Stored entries
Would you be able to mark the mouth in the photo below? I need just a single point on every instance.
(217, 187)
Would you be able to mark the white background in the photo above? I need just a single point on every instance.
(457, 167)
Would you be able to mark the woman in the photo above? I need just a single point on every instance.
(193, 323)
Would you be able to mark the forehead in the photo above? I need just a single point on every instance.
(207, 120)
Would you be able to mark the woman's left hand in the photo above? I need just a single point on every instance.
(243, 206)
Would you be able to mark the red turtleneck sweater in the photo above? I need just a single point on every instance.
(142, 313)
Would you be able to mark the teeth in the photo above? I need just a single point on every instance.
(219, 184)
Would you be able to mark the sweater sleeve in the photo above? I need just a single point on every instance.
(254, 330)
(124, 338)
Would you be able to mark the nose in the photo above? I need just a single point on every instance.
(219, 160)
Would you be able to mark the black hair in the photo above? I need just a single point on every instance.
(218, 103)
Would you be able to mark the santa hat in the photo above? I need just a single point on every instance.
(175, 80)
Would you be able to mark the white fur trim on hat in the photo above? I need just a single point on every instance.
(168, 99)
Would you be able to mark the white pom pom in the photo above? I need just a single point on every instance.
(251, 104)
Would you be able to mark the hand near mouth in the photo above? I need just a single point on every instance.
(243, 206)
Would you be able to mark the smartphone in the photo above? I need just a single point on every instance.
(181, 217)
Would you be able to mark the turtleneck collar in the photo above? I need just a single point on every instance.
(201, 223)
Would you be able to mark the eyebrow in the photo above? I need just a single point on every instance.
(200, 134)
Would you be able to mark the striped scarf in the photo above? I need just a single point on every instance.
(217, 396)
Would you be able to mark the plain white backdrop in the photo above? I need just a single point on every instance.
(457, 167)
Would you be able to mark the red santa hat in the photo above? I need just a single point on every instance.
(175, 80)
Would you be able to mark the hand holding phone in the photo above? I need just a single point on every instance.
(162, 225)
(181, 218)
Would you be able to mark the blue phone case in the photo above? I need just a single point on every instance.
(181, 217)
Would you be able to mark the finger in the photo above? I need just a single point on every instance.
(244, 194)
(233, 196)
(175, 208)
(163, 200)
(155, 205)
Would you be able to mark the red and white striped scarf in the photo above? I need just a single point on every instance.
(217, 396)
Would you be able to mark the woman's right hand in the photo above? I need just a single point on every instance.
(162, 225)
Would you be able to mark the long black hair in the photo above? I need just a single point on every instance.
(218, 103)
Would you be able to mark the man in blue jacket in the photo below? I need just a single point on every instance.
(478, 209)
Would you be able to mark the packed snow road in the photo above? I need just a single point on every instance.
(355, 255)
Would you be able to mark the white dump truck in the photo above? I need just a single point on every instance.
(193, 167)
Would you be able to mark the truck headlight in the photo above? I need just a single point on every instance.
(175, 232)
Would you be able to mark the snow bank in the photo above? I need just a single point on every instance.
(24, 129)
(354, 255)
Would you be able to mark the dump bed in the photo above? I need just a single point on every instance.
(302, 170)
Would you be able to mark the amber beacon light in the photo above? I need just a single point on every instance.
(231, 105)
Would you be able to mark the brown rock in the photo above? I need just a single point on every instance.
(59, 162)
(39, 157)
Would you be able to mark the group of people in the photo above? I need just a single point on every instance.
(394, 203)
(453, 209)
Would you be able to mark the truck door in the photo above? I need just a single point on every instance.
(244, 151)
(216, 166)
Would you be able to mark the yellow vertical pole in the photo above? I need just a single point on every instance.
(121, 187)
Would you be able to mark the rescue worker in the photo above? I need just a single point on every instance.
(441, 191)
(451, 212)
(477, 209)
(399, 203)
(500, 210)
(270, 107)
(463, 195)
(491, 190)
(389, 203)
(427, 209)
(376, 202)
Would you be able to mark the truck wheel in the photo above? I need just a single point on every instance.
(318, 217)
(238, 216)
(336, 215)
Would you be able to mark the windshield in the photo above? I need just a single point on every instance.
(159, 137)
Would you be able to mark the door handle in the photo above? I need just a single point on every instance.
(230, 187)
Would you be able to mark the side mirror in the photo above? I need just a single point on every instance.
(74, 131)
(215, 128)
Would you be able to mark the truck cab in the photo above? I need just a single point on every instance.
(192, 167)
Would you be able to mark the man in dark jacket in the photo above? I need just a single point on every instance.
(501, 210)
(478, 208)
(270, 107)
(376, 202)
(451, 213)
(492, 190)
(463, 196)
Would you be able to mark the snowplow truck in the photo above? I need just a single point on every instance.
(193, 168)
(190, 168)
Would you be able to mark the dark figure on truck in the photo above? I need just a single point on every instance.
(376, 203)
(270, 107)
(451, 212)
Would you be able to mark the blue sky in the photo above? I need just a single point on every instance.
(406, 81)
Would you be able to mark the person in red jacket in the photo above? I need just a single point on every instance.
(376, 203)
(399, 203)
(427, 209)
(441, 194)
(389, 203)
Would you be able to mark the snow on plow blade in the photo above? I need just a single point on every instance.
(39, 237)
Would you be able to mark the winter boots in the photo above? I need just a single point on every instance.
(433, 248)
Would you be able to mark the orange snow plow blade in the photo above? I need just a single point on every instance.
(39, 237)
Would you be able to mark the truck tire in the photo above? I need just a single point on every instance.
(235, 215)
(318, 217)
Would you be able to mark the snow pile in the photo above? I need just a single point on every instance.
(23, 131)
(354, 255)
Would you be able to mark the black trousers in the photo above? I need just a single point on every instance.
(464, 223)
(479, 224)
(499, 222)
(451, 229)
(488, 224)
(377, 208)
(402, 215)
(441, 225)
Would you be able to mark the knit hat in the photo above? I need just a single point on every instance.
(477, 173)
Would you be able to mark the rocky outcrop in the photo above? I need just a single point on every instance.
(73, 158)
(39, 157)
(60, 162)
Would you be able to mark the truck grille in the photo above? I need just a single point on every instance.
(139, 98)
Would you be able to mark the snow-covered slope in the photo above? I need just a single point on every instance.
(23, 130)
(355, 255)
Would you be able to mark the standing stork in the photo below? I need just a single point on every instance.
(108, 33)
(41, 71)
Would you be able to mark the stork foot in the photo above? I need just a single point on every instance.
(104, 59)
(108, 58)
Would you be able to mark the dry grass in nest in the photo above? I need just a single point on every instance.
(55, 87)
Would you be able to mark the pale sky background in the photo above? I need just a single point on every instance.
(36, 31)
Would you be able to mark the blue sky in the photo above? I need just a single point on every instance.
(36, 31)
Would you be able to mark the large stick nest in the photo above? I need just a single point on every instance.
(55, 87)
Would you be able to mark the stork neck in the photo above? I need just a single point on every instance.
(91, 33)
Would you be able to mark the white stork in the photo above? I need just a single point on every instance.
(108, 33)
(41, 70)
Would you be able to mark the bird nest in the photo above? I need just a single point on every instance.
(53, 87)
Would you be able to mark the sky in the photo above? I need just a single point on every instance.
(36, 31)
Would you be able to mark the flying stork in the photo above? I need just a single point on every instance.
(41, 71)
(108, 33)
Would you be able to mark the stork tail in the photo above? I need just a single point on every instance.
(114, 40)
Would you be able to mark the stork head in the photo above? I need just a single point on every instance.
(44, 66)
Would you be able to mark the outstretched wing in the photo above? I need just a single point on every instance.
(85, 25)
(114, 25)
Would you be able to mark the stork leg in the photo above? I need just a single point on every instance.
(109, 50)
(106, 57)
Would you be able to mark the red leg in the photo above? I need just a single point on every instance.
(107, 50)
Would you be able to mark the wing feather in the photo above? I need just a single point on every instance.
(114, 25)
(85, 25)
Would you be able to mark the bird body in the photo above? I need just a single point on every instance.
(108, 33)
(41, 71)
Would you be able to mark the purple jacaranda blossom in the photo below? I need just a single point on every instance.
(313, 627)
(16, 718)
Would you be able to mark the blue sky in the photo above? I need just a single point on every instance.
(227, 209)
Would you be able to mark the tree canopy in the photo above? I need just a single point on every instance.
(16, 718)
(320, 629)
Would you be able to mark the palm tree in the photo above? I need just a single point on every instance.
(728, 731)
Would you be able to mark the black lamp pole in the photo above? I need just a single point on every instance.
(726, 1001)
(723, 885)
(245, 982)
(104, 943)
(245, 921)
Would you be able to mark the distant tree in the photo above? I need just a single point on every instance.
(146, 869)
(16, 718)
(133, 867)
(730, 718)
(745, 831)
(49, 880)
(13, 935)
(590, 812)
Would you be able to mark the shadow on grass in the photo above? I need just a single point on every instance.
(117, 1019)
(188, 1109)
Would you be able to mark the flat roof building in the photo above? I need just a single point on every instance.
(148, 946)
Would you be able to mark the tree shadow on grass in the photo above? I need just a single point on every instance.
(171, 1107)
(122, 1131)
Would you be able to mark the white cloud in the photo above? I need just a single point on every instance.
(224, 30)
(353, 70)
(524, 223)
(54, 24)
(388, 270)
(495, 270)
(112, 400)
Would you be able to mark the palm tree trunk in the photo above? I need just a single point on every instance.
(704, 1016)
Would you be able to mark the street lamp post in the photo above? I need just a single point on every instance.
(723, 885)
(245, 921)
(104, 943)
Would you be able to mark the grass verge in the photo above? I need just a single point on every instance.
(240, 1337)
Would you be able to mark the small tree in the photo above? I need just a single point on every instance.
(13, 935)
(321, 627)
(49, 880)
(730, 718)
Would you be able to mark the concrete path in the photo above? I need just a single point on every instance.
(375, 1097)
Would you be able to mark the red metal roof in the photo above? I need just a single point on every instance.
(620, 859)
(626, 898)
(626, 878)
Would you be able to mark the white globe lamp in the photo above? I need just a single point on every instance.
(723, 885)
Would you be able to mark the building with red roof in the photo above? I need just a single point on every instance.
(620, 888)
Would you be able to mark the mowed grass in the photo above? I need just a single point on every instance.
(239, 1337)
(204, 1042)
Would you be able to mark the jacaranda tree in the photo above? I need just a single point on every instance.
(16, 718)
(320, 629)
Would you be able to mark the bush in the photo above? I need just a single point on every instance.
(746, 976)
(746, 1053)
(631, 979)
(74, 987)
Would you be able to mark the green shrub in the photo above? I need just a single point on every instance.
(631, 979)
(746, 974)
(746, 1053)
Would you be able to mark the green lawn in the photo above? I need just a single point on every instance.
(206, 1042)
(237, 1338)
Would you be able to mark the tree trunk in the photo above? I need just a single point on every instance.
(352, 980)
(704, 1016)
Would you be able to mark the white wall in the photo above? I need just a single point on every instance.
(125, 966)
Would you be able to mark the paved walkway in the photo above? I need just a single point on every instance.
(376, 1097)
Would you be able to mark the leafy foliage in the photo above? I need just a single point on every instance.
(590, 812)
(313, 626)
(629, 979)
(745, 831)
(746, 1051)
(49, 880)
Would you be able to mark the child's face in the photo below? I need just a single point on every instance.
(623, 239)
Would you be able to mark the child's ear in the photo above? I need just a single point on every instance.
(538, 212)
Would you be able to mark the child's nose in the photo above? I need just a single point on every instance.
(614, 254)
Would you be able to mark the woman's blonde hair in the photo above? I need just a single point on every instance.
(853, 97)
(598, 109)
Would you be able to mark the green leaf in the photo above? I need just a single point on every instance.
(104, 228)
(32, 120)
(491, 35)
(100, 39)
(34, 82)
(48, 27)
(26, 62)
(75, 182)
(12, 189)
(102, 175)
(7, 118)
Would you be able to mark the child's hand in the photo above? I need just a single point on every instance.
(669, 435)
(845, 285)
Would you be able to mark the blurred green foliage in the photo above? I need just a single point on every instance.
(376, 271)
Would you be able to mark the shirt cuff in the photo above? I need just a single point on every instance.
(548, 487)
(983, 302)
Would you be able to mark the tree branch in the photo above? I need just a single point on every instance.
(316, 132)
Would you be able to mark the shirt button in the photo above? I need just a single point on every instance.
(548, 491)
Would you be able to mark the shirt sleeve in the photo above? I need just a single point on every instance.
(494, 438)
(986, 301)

Written request: Write out exactly the lines of the entries above that run from the line containing "Would you be able to mark the green shrub" through the last line, including both.

Complete answer:
Would you be able to mark the green shrub in the photo above? I need just a single point on every instance.
(631, 979)
(746, 974)
(746, 1053)
Would you be able to mark the green lawn in the photo above? I need just a single point on every instance.
(206, 1042)
(237, 1338)
Would you be able to mark the tree trunk in the photo above? I need just a single point on every instance.
(352, 980)
(704, 1016)
Would you be able to mark the white wall in the photo above? I need just a single point on every instance.
(125, 966)
Would you be able to mark the paved walkway in the photo above? I need just a single point on every instance.
(376, 1097)
Would you be able to mark the leafy foliage in the photo above? I need just a single point on every instance.
(590, 812)
(313, 626)
(629, 979)
(745, 831)
(746, 1051)
(49, 880)
Would you be able to mark the child's face in the photo below? I need just a single point on every instance.
(623, 239)
Would you be able to mark the child's ear in the photo above? I need just a single point on every instance.
(538, 212)
Would you be able to mark the child's nose in the photo above? I need just a single point on every instance.
(614, 254)
Would you be able to mark the woman's blonde hair in the photo above? I need just a single point on every instance.
(853, 97)
(598, 109)
Would you be able to mark the green leaf in the photo above? I need just a single point on every instance.
(104, 228)
(32, 120)
(491, 35)
(100, 39)
(34, 82)
(48, 27)
(26, 62)
(75, 182)
(12, 189)
(102, 175)
(7, 118)
Would you be able to mark the child's hand in the photo above? I need just a single point on every instance.
(669, 435)
(845, 285)
Would you be able to mark the blurred green foliage in the photo above? I need just a single point on every instance.
(376, 271)
Would you be able to mark the shirt cuff in the photo above? I need just a single point on every instance.
(548, 487)
(983, 302)
Would you be able to mark the tree branch in the photo above? I need just a single point on every instance.
(316, 132)
Would you be able to mark the shirt button in the photo above? I need just a single point on every instance.
(548, 491)
Would you be able to mark the shirt sleeve in the photo above? I need just a single point on every instance.
(494, 438)
(986, 301)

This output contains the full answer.